Collected data:
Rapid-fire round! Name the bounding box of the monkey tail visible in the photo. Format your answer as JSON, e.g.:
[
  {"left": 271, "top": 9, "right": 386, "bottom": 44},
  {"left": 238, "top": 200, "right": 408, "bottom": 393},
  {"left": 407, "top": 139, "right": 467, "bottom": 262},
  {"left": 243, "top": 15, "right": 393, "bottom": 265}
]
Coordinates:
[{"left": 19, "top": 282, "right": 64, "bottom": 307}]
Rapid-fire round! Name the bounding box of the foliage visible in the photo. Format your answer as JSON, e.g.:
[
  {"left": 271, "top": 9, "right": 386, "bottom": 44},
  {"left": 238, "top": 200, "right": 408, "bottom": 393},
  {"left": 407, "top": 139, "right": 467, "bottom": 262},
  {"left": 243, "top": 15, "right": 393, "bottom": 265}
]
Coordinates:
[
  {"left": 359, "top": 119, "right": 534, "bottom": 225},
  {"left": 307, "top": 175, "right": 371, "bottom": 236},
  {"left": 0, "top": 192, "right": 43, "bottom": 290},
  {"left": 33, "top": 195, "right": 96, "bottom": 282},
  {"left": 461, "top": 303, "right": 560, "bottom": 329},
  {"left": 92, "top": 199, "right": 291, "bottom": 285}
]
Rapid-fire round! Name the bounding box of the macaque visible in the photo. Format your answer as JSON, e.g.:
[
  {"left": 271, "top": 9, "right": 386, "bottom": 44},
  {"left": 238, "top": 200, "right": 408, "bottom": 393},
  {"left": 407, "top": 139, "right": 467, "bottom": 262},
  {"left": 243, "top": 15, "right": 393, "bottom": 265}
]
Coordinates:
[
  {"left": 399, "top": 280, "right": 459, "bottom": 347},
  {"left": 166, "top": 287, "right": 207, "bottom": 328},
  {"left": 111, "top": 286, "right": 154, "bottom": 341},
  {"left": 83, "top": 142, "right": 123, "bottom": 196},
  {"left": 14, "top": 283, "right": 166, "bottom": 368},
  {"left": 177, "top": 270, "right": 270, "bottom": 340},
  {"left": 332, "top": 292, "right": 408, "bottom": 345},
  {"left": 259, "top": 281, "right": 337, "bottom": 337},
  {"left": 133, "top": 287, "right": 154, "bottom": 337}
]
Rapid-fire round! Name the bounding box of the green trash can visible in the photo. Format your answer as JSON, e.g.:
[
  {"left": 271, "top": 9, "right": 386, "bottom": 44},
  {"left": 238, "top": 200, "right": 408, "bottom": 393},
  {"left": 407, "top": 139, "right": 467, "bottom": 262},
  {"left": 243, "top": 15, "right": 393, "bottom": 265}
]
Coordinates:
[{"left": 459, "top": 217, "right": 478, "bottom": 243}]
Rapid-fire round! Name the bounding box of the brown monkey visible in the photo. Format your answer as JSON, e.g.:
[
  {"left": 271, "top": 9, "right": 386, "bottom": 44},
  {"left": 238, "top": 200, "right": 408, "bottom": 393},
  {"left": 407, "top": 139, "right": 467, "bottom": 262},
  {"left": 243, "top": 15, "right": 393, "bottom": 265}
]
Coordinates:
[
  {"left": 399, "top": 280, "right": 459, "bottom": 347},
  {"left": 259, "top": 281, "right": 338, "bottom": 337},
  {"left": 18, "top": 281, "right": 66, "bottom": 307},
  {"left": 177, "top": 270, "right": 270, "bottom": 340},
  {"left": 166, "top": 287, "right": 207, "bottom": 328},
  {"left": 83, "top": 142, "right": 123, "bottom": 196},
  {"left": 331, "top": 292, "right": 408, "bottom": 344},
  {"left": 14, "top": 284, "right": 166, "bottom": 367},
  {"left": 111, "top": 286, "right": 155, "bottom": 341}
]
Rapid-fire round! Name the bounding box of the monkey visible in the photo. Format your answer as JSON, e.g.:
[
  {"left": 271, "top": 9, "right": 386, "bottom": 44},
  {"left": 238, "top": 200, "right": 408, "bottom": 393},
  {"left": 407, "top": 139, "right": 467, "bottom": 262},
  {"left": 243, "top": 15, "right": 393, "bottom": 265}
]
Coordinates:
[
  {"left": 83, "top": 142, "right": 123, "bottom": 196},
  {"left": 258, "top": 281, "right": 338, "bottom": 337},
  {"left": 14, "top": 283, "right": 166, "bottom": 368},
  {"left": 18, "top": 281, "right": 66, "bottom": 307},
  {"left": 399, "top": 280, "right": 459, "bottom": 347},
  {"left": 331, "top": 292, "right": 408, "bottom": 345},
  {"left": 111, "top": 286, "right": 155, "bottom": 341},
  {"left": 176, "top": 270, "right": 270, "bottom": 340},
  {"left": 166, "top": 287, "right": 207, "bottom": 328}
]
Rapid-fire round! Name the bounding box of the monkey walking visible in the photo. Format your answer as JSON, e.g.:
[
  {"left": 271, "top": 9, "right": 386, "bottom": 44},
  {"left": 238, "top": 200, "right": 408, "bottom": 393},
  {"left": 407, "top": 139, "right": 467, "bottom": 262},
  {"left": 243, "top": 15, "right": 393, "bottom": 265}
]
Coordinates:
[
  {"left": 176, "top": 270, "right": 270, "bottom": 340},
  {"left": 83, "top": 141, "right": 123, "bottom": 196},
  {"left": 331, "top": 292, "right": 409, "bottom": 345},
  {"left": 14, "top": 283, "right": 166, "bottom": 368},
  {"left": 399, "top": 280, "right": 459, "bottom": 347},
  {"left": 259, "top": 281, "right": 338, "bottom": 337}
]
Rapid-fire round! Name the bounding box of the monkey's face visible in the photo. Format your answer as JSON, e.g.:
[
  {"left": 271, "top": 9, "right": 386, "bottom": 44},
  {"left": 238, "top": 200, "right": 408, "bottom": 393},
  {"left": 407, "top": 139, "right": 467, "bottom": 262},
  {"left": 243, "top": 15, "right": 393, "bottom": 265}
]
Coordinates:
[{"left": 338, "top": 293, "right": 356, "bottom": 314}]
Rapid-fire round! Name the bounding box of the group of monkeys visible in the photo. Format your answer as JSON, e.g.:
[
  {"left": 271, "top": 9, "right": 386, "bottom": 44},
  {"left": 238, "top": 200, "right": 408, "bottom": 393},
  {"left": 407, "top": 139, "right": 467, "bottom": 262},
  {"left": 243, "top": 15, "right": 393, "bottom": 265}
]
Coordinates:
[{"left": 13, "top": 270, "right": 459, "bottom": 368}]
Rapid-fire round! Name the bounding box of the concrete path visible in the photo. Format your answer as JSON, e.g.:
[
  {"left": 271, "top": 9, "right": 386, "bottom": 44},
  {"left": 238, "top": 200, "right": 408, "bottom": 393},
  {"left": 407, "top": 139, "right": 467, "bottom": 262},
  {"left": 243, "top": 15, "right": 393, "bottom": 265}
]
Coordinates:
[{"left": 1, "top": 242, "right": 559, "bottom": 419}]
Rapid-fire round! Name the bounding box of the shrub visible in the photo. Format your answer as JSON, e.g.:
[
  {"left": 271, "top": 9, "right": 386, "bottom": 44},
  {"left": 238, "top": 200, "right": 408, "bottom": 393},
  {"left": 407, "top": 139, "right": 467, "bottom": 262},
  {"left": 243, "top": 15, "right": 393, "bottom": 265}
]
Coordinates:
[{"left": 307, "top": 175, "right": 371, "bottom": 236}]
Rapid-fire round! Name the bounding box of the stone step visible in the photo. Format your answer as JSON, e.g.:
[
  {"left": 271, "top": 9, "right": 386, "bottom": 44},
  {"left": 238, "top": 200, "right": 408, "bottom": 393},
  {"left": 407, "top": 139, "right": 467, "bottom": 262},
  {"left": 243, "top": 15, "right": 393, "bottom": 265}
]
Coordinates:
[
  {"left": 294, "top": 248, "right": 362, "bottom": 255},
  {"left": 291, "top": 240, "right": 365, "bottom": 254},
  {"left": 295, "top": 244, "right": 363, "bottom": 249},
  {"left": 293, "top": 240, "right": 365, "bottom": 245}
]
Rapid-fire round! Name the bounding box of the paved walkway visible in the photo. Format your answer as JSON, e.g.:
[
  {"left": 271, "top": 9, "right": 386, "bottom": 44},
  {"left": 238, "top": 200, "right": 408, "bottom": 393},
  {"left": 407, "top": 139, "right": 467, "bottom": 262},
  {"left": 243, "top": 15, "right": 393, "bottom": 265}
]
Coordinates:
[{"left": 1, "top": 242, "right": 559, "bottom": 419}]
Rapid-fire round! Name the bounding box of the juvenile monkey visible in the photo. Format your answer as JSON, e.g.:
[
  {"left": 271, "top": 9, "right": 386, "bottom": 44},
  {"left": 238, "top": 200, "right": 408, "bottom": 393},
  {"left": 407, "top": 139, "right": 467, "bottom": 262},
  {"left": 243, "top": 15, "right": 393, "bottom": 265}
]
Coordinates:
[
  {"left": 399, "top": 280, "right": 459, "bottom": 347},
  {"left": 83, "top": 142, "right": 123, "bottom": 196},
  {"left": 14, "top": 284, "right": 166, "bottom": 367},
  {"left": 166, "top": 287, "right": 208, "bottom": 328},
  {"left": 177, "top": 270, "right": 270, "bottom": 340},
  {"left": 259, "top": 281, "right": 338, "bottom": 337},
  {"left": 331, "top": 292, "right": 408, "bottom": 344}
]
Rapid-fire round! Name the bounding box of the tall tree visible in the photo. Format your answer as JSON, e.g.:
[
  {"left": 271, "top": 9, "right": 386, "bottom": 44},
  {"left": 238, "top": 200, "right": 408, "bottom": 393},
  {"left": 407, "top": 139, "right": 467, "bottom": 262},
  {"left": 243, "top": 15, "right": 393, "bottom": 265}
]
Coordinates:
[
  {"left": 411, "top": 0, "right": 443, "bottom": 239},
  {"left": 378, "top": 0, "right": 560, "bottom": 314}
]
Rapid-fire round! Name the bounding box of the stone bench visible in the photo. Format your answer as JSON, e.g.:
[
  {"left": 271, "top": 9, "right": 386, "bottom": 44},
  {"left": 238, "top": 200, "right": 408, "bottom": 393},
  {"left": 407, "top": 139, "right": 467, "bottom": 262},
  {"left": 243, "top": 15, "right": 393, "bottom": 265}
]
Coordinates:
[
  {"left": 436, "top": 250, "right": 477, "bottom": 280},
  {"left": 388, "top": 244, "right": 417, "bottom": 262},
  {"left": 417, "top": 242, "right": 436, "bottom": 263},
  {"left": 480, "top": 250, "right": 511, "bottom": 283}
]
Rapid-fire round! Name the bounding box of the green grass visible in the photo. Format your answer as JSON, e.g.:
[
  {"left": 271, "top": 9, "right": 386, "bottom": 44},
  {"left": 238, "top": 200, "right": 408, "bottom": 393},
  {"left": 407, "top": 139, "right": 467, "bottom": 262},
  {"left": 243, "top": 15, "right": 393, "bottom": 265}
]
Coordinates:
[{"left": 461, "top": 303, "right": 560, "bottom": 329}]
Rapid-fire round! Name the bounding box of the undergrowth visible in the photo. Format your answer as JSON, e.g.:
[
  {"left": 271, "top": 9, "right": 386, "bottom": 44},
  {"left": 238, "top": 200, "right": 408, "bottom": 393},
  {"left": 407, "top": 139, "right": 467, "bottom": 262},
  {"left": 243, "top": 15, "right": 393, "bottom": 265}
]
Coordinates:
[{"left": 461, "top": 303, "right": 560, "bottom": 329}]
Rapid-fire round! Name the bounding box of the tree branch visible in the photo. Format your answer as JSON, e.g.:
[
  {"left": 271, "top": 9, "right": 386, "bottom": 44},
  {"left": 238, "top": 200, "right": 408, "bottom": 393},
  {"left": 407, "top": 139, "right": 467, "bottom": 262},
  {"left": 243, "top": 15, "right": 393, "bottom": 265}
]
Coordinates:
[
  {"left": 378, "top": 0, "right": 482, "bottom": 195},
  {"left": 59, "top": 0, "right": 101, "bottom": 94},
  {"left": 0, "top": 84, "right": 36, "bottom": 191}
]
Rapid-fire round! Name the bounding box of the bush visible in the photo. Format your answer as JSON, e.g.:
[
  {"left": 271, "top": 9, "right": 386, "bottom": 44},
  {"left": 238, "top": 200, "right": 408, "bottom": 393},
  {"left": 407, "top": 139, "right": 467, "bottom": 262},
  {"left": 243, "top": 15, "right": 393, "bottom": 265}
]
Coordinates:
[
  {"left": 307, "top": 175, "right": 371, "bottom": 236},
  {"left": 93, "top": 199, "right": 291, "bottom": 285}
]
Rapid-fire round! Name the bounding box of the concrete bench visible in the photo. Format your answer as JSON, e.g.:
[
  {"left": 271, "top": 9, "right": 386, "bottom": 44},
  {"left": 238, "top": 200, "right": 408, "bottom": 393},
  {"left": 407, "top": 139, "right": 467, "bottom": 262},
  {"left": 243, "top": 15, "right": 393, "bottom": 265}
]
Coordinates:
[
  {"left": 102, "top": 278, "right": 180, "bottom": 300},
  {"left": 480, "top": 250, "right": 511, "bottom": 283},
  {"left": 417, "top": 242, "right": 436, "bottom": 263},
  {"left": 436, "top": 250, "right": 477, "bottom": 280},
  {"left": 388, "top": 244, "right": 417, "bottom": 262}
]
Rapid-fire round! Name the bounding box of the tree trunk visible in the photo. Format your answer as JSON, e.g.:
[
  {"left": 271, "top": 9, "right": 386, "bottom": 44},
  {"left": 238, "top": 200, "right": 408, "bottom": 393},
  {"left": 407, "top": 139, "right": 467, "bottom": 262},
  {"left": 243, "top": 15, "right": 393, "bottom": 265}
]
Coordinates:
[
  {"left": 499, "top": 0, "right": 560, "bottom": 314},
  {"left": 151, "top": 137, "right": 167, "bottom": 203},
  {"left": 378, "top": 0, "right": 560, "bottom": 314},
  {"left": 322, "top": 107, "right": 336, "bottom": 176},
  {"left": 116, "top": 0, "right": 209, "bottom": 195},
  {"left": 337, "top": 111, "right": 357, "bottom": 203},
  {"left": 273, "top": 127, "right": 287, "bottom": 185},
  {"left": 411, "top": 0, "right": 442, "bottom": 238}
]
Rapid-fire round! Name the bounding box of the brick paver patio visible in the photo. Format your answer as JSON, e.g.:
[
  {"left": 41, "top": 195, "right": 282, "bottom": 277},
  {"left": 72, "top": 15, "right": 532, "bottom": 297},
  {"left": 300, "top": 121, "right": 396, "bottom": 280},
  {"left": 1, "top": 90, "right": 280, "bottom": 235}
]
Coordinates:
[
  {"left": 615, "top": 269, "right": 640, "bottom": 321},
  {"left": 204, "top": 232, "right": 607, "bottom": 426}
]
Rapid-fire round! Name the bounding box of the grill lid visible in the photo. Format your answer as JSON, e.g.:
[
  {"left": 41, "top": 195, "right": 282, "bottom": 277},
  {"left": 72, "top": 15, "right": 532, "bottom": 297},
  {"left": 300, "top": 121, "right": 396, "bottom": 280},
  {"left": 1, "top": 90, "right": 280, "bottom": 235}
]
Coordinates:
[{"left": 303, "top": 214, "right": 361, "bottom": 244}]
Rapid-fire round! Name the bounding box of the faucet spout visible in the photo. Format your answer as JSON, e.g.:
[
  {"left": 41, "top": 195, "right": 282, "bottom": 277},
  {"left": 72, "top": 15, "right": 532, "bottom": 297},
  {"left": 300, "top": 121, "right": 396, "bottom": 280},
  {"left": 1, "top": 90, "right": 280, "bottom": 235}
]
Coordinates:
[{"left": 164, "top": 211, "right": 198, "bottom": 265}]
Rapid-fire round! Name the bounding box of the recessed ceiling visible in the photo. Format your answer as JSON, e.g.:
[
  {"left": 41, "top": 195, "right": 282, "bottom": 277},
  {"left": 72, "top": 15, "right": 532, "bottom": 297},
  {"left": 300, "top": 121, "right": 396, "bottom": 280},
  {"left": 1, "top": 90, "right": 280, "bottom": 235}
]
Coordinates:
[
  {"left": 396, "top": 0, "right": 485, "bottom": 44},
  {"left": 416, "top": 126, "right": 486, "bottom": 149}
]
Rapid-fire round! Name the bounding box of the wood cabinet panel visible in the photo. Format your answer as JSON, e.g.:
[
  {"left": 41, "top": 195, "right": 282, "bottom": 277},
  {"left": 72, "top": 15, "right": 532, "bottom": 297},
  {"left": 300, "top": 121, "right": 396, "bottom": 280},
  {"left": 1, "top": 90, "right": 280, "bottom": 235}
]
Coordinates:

● **Your objective**
Show all of the lines above in which "concrete" is present.

● **Result**
Rapid-fire round! Name the bounding box of the concrete path visible in the photo. Format your answer as JSON, e.g.:
Rapid-fire round! Name the bounding box of the concrete bench visible in the photo. Format your answer as JSON, e.g.:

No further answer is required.